### Instruction:
Copy the lines below without changing anything in them.

(Supplied material)

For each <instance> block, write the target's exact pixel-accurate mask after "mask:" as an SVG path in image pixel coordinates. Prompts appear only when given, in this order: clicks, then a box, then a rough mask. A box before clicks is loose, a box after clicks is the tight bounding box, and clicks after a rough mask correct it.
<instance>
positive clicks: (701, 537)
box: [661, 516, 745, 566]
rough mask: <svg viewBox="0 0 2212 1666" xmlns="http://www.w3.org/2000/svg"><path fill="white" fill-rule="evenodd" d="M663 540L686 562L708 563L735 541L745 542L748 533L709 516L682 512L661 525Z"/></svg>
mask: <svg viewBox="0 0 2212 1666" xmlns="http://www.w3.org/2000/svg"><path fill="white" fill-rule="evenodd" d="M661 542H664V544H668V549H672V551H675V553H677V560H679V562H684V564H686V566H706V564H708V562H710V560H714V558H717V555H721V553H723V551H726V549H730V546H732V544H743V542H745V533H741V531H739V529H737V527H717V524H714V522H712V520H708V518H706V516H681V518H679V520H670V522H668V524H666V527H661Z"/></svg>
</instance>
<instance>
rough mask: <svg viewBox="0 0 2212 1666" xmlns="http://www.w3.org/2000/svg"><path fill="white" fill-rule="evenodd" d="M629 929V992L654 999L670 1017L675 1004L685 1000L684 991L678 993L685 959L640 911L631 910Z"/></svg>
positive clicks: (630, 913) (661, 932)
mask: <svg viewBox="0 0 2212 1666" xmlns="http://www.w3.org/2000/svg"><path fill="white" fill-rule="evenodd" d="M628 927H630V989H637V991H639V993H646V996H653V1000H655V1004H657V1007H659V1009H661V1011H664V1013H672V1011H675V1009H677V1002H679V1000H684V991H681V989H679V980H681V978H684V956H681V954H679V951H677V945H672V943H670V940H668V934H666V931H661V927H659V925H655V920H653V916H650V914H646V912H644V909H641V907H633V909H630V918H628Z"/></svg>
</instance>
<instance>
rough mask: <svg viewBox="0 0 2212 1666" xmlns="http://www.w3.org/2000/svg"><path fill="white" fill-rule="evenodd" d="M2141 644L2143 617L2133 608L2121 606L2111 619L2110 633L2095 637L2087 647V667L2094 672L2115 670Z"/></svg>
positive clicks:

(End Supplied material)

### Result of this task:
For each <instance> block, write the target's exact pixel-accurate mask after "mask:" as an SVG path in image pixel coordinates. Prompts appear only when given, in this order: clicks, then a box, then a rough mask. A box before clicks is loose, a box after clicks is the tight bounding box, and clicks after a rough mask correct it.
<instance>
positive clicks: (701, 537)
box: [661, 516, 745, 566]
rough mask: <svg viewBox="0 0 2212 1666" xmlns="http://www.w3.org/2000/svg"><path fill="white" fill-rule="evenodd" d="M663 540L686 562L708 563L735 541L745 542L748 533L709 516L682 512L661 525Z"/></svg>
mask: <svg viewBox="0 0 2212 1666" xmlns="http://www.w3.org/2000/svg"><path fill="white" fill-rule="evenodd" d="M661 542H664V544H668V549H672V551H675V553H677V560H679V562H684V564H686V566H706V564H708V562H710V560H714V558H717V555H721V553H723V551H726V549H730V546H732V544H743V542H745V533H741V531H739V529H737V527H717V524H714V522H712V520H708V518H706V516H681V518H679V520H670V522H668V524H666V527H661Z"/></svg>
</instance>
<instance>
rough mask: <svg viewBox="0 0 2212 1666" xmlns="http://www.w3.org/2000/svg"><path fill="white" fill-rule="evenodd" d="M629 929V992L654 999L670 1017L675 1004L685 1000L684 991L678 993L685 959L640 911L631 910Z"/></svg>
positive clicks: (630, 913) (661, 932)
mask: <svg viewBox="0 0 2212 1666" xmlns="http://www.w3.org/2000/svg"><path fill="white" fill-rule="evenodd" d="M628 927H630V989H637V991H639V993H646V996H653V1000H655V1004H657V1007H659V1009H661V1011H664V1013H672V1011H675V1009H677V1002H679V1000H684V991H681V989H679V980H681V978H684V956H681V954H679V951H677V945H672V943H670V940H668V934H666V931H661V927H659V925H655V920H653V916H650V914H646V912H644V909H641V907H633V909H630V918H628Z"/></svg>
</instance>
<instance>
rough mask: <svg viewBox="0 0 2212 1666" xmlns="http://www.w3.org/2000/svg"><path fill="white" fill-rule="evenodd" d="M2141 644L2143 617L2133 608L2121 606L2111 619L2110 633L2095 637L2087 647V667L2094 672L2115 670Z"/></svg>
positive clicks:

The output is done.